作業内容:
**1.** 現代・起亜の火災リコールに関する文章によれば、2018年に『Highway Loss Data Institute』は、両社の一部モデルでクラッシュに関連しない火災保険請求が発生する可能性を、他ブランドの類似車と比べてどの程度と明らかにしましたか。
**2.** 現代・起亜の火災リコールに関する文章のうち、「上掲のこれらの火事は「エンジ」を含む語句で始まり「火災関連のリコールは以前から続いている。」で終わる箇所を、一字一句違えずに再掲してください。
**3.** 現代・起亜の火災リコールに関する文章の最後の一文に続く内容を書き進めてください。
***** 抽出テキスト
米紙『Consumer Reports(コンシューマー・リポート)』が「Why So Many Hyundai, Kia, and Genesis Vehicles Are Getting Recalled for Fire Risks」(なぜ現代と起亜、ジェネシスの自動車は、かくも火事リスクのリコールが多発するのか?)というタイトルの記事を出しているのです。
火事リスクのリコールがまた9万台
タイムリーにご紹介しそこないましたが、2024年02月16日、アメリカ合衆国の『NTHSA』(National Highway Traffic Safety Administrationの略:米国運輸省道路交通安全局)が、
「スターターソレノイドに水が浸入してショートを引き起こす可能性があり、駐車中または走行中にエンジンルーム火災を引き起こす可能性がある」
として、『現代自動車』の2015-16年式ジェネシス、2017-19年式ジェネシスG80・G90、2019年ジェネシスG70の一部など計9万907台のリコールを公表しました。
「また火事リスクのあるリコールなのか」「これで何度目なんだ」と思って当然です。だからこそ『コンシューマー・リポート』も「なぜこんなに火事関連のリコールが多いんだ」という記事を出すのです。
実は3,100台以上が燃えてました
なぜも何も――簡単にいえば自動車がポンコツなせいでしょうが、注目すべきは、同紙が記事内でまとめたリコールの台数です。記事から以下に引いてみます。
(略)
『コンシューマー・リポート』の集計が正しいのであれば、2010年以降で、『現代自動車』『起亜自動車』(ジェネシスブランド含む)の自動車は3,100台以上も火事を起こしています。
「そもそもエンジンの設計がおかしいんじゃないのか?」
上掲のこれらの火事は「エンジンの設計に関連しているのではないのか」という指摘は注目に値するでしょう。
(略)
『コンシューマー・リポート』が示唆しているのは、そういう場当たりな対応ではなく、そもそもの設計がおかしいんじゃないのか?です。
また、以下の事実にも要注目です。
火災関連のリコールは以前から続いている。
2018年、『Highway Loss Data Institute』は、『現代自動車』と『起亜自動車』の一部モデルは、他のブランドの類似車と比較して、クラッシュに関連しない火災保険請求が発生する可能性が2倍以上であることを明らかにした。
**********
***** データ一覧
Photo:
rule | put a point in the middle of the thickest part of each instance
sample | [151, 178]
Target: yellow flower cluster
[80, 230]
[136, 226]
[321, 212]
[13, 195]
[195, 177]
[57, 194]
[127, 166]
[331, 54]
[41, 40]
**********
番号付き回答:
**1.** 2倍以上です。

**2.**
上掲のこれらの火事は「エンジンの設計に関連しているのではないのか」という指摘は注目に値するでしょう。
(略)
『コンシューマー・リポート』が示唆しているのは、そういう場当たりな対応ではなく、そもそもの設計がおかしいんじゃないのか?です。
また、以下の事実にも要注目です。
火災関連のリコールは以前から続いている。

**3.**
2019年、『NHTSA』は消費者保護団体である『Center for Auto Safety』からの陳情を受け、火災に関する調査を開始した。州検事総長グループは同年、複数州を対象とした調査を開始した。
2020年、『NHTSA』はタイムリーにリコールを行わなかったとして、各社に民事罰(総額2億1,000万ドル)を科すと発表。
2021年には、この罰則につながる情報を『NHTSA』に提供した内部告発者に、NHTSA初の内部告発者賞となる2,400万ドルが授与された。
2023年には、両自動車メーカーとも、先にリコールされた車両の追加修理を含め、約400万台のリコールを実施した。
『NHTSA』の欠陥調査室はまた、『現代自動車』と『起亜自動車』の過去のリコール16件の監査を開始した。
同局によると、この監査は、リコールが期限内に出されたか、十分な台数が含まれていたか、適切に報告されたかを評価することを目的としている。『NHTSA』はまた、欠陥と修正が異なるリコールキャンペーン間で関連しているかどうかも調査している。
(後略)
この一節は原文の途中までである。